begin Data supplied

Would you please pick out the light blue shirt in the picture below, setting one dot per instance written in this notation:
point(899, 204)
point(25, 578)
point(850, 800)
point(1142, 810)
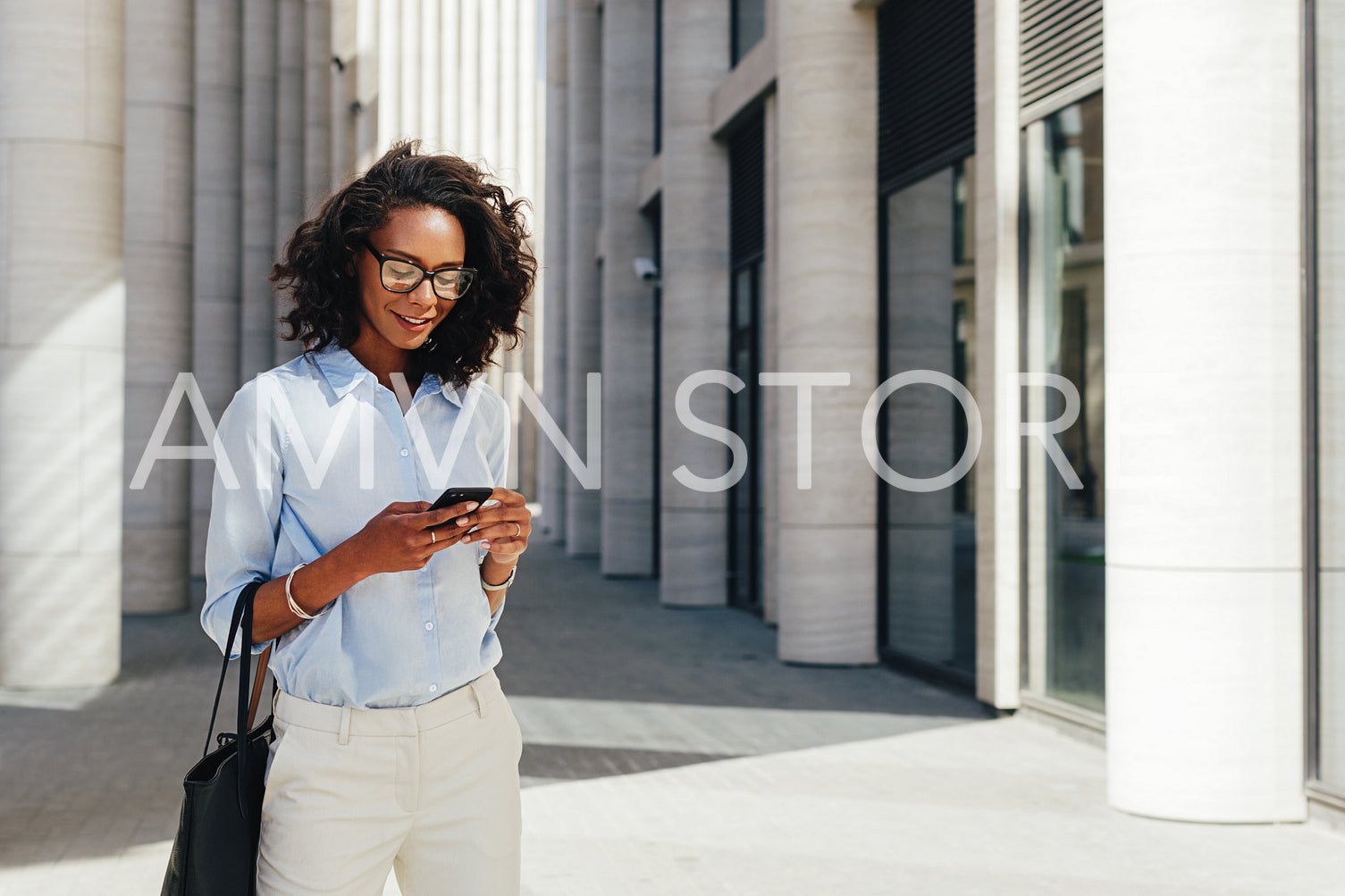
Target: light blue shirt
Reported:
point(307, 454)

end Data supplied

:: What you need to do ::
Render every line of the records above as a JSON list of strings, one string per line, omitting blank lines and the picture.

:: The completed task ::
[
  "Would you please pick out the light blue shirt in the picture below, setting one dot per instance written in this notation:",
  "point(899, 204)",
  "point(25, 578)",
  "point(850, 800)",
  "point(1142, 810)",
  "Target: light blue shirt",
  "Reported:",
  "point(307, 454)"
]